* begin *
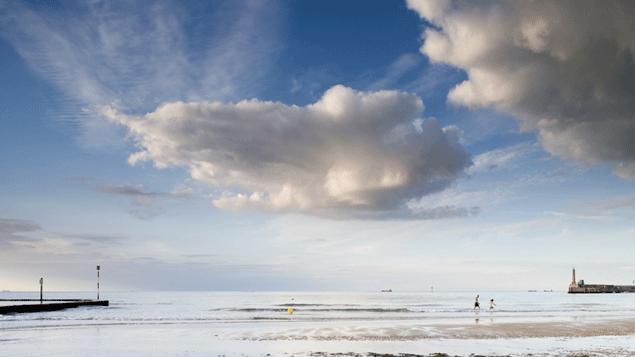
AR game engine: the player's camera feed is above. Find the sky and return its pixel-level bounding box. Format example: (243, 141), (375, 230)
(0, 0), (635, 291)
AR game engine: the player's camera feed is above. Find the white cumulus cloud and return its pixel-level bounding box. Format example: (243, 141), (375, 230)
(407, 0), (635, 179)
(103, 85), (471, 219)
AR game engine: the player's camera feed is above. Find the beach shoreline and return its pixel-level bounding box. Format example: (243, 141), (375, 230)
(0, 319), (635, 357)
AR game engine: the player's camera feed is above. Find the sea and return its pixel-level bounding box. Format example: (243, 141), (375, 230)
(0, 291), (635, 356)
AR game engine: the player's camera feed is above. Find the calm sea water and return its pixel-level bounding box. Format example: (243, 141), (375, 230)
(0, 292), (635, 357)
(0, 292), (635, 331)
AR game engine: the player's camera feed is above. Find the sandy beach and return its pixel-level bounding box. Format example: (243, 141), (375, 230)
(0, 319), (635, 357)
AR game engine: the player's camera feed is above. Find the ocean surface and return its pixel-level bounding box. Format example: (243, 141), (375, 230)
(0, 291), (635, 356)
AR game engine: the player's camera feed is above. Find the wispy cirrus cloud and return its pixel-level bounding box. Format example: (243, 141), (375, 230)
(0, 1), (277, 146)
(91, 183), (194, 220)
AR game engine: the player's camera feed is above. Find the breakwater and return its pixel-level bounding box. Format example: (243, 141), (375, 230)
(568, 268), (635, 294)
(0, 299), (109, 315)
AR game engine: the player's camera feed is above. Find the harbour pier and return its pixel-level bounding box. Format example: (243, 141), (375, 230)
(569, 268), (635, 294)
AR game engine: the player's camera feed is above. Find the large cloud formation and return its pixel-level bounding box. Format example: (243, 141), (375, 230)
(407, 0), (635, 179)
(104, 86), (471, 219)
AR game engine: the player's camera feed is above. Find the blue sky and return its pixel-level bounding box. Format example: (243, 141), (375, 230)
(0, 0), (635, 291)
* end *
Task objective: Give the lines above as a JSON list of strings, one string per line, with blank lines and the pictures left out.

Solution to this problem:
[
  "AR game engine: the player's camera feed is above. Find the sky and return its pixel-level bounding box. Format example: (243, 141), (375, 230)",
  "(0, 0), (635, 291)",
  "AR game engine: the player's camera feed is above. Find the white cumulus cloud and return its pixel-level bounding box. Format example: (243, 141), (375, 230)",
  "(407, 0), (635, 179)",
  "(103, 85), (471, 219)",
  "AR game engine: the player's camera feed is above. Find the beach shoreline and return its pixel-level bounding box. Format example: (243, 141), (375, 230)",
  "(0, 319), (635, 357)",
  "AR game engine: the player's camera feed is above. Find the sea and return its pixel-level bounding box. Format example: (243, 141), (375, 230)",
  "(0, 291), (635, 356)",
  "AR game engine: the player's camera feed is above. Find the calm sea water and return its pixel-level bounding box. Format example: (243, 141), (375, 230)",
  "(0, 292), (635, 357)",
  "(0, 292), (635, 331)",
  "AR game engine: the player's camera feed is above. Find the sandy beach and return its pixel-level bounding box. Format example: (243, 141), (375, 230)",
  "(0, 319), (635, 357)",
  "AR game engine: the player's camera feed is above. Find the ocean surface and return its pixel-level bounding box. Format example: (243, 141), (375, 230)",
  "(0, 291), (635, 356)",
  "AR game engine: the player's camera feed is above. Find the wispy cirrus cloud and return its pixel-level bounding box. Format example: (243, 141), (375, 230)",
  "(0, 1), (277, 146)",
  "(91, 183), (194, 220)",
  "AR game engine: the player's camera feed is above. Find the breakwater and return its pixel-level bounding box. Format example: (243, 141), (375, 230)",
  "(568, 268), (635, 294)",
  "(0, 299), (109, 315)",
  "AR game engine: the player's camera feed is above. Find the harbour pier and return its pixel-level bounding box. Format example: (243, 141), (375, 230)",
  "(569, 268), (635, 294)",
  "AR game engine: the player's camera feed is above. Find the large cloud formation and return its pixel-level bounding box. Format example: (243, 141), (375, 230)",
  "(407, 0), (635, 179)",
  "(104, 86), (471, 219)",
  "AR game engine: the player's camera feed is above. Find the blue sky and return its pixel-level bounding box. Format example: (243, 141), (375, 230)",
  "(0, 0), (635, 291)"
]